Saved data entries

* * *

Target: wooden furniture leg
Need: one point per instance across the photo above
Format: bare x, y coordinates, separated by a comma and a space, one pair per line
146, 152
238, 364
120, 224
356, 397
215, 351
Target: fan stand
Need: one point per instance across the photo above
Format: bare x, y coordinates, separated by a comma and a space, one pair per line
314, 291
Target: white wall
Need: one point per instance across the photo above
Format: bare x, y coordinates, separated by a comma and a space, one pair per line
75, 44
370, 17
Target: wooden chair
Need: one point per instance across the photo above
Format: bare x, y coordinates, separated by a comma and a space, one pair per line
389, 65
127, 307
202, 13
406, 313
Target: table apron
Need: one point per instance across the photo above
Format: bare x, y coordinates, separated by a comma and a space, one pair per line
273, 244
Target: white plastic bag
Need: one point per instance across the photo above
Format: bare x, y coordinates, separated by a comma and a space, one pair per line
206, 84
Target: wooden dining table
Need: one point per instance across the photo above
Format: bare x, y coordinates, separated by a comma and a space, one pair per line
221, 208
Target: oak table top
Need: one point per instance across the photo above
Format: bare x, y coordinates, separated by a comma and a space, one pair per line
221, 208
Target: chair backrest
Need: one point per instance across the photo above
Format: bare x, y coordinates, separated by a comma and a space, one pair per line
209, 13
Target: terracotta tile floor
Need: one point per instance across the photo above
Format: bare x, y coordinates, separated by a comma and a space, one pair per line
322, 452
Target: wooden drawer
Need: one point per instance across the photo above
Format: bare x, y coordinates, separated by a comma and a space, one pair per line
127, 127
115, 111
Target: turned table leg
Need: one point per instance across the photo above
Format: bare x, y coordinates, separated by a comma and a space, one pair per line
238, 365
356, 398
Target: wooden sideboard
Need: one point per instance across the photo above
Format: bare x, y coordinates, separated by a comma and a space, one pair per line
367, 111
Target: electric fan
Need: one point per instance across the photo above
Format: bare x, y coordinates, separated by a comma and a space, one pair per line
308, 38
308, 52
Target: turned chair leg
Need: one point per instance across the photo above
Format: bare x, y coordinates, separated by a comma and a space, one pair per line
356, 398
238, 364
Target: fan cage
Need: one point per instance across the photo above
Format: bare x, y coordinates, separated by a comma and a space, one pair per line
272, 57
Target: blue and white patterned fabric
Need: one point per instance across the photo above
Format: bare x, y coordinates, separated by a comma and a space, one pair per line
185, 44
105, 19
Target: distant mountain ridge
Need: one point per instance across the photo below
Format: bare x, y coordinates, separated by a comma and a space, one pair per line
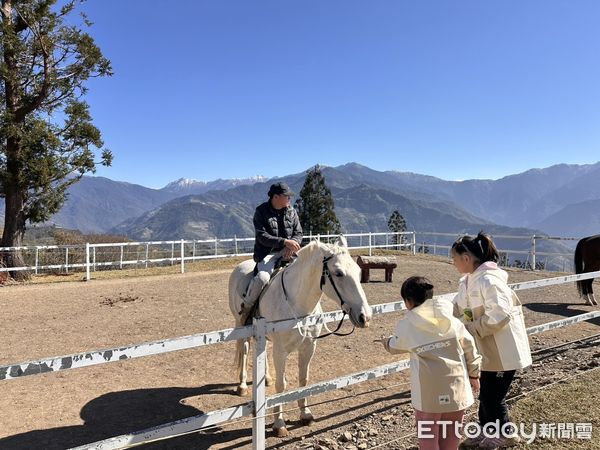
562, 199
186, 186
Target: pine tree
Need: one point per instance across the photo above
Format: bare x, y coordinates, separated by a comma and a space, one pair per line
396, 224
315, 205
47, 138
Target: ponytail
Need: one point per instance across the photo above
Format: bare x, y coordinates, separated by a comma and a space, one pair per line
482, 247
417, 290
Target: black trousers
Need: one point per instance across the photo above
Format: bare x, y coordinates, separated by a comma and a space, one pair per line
492, 396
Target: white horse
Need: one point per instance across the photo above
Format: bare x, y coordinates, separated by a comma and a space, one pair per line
293, 293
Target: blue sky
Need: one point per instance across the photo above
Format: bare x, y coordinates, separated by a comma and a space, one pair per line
454, 89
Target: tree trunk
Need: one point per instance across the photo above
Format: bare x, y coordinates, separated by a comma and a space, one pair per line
12, 236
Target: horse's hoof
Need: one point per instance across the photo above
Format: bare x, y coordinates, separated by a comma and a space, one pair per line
307, 421
281, 432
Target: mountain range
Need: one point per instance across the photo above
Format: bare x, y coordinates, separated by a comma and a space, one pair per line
559, 200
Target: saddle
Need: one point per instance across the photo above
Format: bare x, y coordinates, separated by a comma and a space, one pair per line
252, 313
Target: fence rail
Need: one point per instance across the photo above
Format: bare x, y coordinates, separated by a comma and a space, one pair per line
260, 329
89, 258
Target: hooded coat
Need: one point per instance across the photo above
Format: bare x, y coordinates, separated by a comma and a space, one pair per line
497, 318
443, 356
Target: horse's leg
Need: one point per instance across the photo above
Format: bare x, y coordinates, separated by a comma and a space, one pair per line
243, 347
279, 358
591, 294
305, 354
269, 377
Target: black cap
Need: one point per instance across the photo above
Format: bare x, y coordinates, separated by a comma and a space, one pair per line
280, 188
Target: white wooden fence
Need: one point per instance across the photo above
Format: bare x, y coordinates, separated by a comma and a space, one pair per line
260, 402
119, 255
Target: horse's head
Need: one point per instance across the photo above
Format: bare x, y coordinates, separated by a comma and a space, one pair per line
340, 281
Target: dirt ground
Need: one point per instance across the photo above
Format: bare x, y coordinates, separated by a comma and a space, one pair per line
70, 408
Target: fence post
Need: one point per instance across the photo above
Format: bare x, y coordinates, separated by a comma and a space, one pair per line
87, 261
182, 256
259, 384
532, 252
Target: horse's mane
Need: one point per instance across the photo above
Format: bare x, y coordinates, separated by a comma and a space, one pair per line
309, 249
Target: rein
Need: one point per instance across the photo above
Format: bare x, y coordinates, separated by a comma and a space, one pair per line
326, 274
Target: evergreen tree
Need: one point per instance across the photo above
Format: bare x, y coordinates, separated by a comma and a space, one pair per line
315, 205
396, 224
47, 138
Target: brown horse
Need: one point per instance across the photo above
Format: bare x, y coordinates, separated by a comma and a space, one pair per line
587, 259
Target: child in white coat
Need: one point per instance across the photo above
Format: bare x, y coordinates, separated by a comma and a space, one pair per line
492, 313
444, 363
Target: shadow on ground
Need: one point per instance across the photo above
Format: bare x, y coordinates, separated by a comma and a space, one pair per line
119, 413
122, 412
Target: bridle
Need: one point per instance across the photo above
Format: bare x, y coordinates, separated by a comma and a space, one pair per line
326, 274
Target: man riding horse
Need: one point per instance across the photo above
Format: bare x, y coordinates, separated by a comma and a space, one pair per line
278, 235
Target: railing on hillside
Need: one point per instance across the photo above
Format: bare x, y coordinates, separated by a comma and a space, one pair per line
257, 408
140, 255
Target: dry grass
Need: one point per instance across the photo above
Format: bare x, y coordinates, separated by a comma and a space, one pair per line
206, 265
199, 266
573, 401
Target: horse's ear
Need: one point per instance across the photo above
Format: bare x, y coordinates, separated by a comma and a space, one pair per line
341, 242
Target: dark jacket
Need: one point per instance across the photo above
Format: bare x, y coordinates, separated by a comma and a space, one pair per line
268, 236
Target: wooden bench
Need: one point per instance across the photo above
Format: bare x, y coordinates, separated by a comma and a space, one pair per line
366, 263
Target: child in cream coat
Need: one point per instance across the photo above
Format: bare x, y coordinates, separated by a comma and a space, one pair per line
444, 363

* * *

### Given request
Restate each line of the records exactly; pictures do not belong in the copy.

### Output
Target: wooden furniture leg
Need: one point per instance across the photo above
Format: bare x, y coordinates, separated by a comma and a space, one pair per line
146, 152
238, 364
120, 224
356, 397
215, 351
Target: fan stand
Need: one point per instance across the photo above
Format: bare x, y coordinates, separated by a comma and a space, one pair per line
314, 291
Target: white wall
Need: one point per instance across the photo above
Format: bare x, y coordinates, separated by a comma and a space, one pair per line
75, 44
370, 17
Target: wooden chair
Need: one point per instance across the photo above
Format: bare x, y coordinates, separated by a comma and a space, one pair per line
389, 65
127, 307
202, 13
406, 313
Target: table apron
Need: one point per instance across the photo above
Format: bare x, y coordinates, separated by a comma and a space, one pair per line
273, 244
Target: white plastic bag
Need: one point per instance across the photo above
Format: bare x, y coordinates, separated by a comma and a space, one pair per line
206, 84
Target: wooden dining table
Need: one point per instance across the photo above
Format: bare x, y coordinates, separated by a comma and a space, one pair per line
221, 208
Target: oak table top
Need: one point per instance across the photo above
Format: bare x, y coordinates, separated by a comma and a space, one pair per line
221, 208
Target: chair backrest
Need: one point per instance across the photo above
Format: bare x, y coordinates, separated by a comma and a space, one pair per line
209, 13
Target: terracotta tile floor
Need: one point per instance across the photo above
Format: bare x, y coordinates, separated by a comma and a space, one pair per line
322, 452
Target: wooden drawer
Need: one point per instance across the photo above
Format: bare x, y coordinates, separated by a comma and a space, one pair per line
127, 127
115, 111
Target: turned table leg
Need: one point per instance across the photo above
Format: bare x, y coordinates, separated by a comma and a space, one pair per line
238, 365
356, 398
Target: wooden sideboard
Need: one point per instance across the photo above
Format: bare x, y coordinates, separated by a comma and a space, one pair per line
367, 111
Target: electric fan
Need: one point per instance across the photo above
Format: bare x, y coordinates, separated by a comma and a space, one pair per line
308, 38
308, 52
Target: turned chair leg
Need: one point per instance across the photo above
Format: bare x, y coordinates, separated by a comma and a space, one pair per line
356, 398
238, 364
Target: fan cage
Need: one point per instance across the photo above
Format: bare x, y coordinates, separated by a comma and a space, one pair per line
272, 57
Target: blue and white patterned fabric
Need: one point per instance across the photo above
Format: bare x, y coordinates, separated by a comma and a space, one pair per line
185, 44
105, 19
Target: distant mountain ridge
Need: one point per instance across the photo below
Format: bare x, y coordinates, separated by a comma and a space, one pair per line
562, 199
186, 186
Target: pine tree
Need: one point per instance across the photo above
Format: bare x, y coordinates, separated by a comma and a space, one pair per line
396, 224
315, 205
47, 138
Target: ponytail
Need: one point per instance across the photo above
Format: bare x, y coordinates, separated by a comma and a space, one pair per line
482, 247
417, 290
Target: black trousers
Need: one point per instance across the photo above
Format: bare x, y coordinates, separated by a comma and a space, one pair per line
492, 396
Target: white horse
Need: one point per instance across the photo above
Format: bare x, y coordinates, separated by a comma and a space, one pair per line
293, 293
Target: blue sky
Need: one point per instance across the photo above
Format: bare x, y coordinates, separated by a comma and a space, one pair per line
454, 89
Target: tree trunk
Need: one point per instance across the photo above
Format: bare x, y coordinates, separated by a comma and a space, one pair per line
12, 236
Target: horse's hoof
Need: one point per instance across the photo above
Format: bare x, y coordinates, separated by a comma and a space, one pair per line
307, 421
281, 432
Target: mountain range
Need: one point per instance across the photo above
Format: bare x, y coordinates, separated by a comma and a space, one pair per line
559, 200
Target: saddle
Need: one point per instance across the photo above
Format: bare x, y coordinates, separated by a comma and a space, one pair per line
252, 313
Target: fence rail
Need: one point per instance across the photo above
Format: bare x, y coordinates, separated by a comma and a space, one pair per line
260, 329
89, 258
Target: hooded coat
Need: one point per instance across the photo above
Format: bare x, y coordinates, separated by a comma and a space, one pair per line
497, 318
443, 356
Target: horse's leg
Need: one point per instance across the photo above
Format: bare x, y coordinates, separated by a comma and a space, one pair per line
243, 347
279, 358
591, 294
305, 354
269, 377
Target: black cap
Need: one point per instance across the photo above
Format: bare x, y coordinates, separated by a comma and a space, one pair per line
280, 188
Target: white wooden fence
Need: one point per instance across the photo above
Format: bare x, y coordinates, separated by a comma and a space, one pair per line
260, 402
119, 255
Target: horse's head
Need: one point per instance across the photo above
Format: bare x, y coordinates, separated by a comma and a space, one pair per line
340, 281
Target: dirt ground
Need: one point per instance across the photo above
Format: bare x, y coordinates, separated by a comma and a space, one pair per line
70, 408
Target: fence post
Need: one point per instance across the photo above
Format: bare x, y coordinates, separated by a comma and a space, one pair per line
87, 261
182, 256
259, 384
532, 252
Target: horse's mane
Need: one point per instance across the photo above
Format: bare x, y coordinates, separated by a comma and a space, one pair per line
309, 249
Target: rein
Need: one point per instance across the photo above
Format: bare x, y coordinates, separated by a comma and a space, one pair per line
326, 274
Target: evergreen tree
Need: one point per instance across the photo above
Format: bare x, y coordinates, separated by a comma and a space, one pair per line
315, 205
396, 224
47, 138
Target: brown horse
Need: one point per instance across the photo above
Format: bare x, y coordinates, separated by a comma and a space, one pair per line
587, 259
Target: child in white coat
Need: one point per instance across the photo above
Format: bare x, y coordinates, separated by a comma and a space, one pair per line
492, 313
444, 363
Target: shadow on ground
Need: one point per instance across the photo above
Format: bare x, y coordinates, separated by a comma and a space, one pair per line
119, 413
122, 412
Target: bridle
Need: one point per instance across the photo above
Format: bare x, y coordinates, separated by a comma and a space, one pair per line
326, 274
Target: man riding horse
Need: one point per instance across the photo above
Format: bare x, y coordinates, separated by a comma and a space, one pair per line
278, 235
Target: railing on hillside
Need: one point per instance across the photo above
Format: bare x, y coordinates, separated by a comma and a space, one pair per line
257, 408
140, 255
Target: dry grass
Need: one point per instance across the photo above
Format: bare x, y coordinates, separated by a comma and a space, one pair per line
206, 265
199, 266
573, 401
Target: horse's ear
Need: one point per instance across the photo above
Format: bare x, y coordinates, separated by a comma and a space, one pair per line
341, 242
Target: dark jacket
Need: one point per instance across the photo above
Format: bare x, y coordinates, separated by a comma and a space, one pair per line
268, 236
Target: wooden bench
Need: one point per instance across the photo above
Format: bare x, y coordinates, separated by a comma and a space, one pair per line
366, 263
Target: child in cream coat
Need: one point per instance across the photo above
Format: bare x, y coordinates, separated by a comma and a space, one pair per line
444, 363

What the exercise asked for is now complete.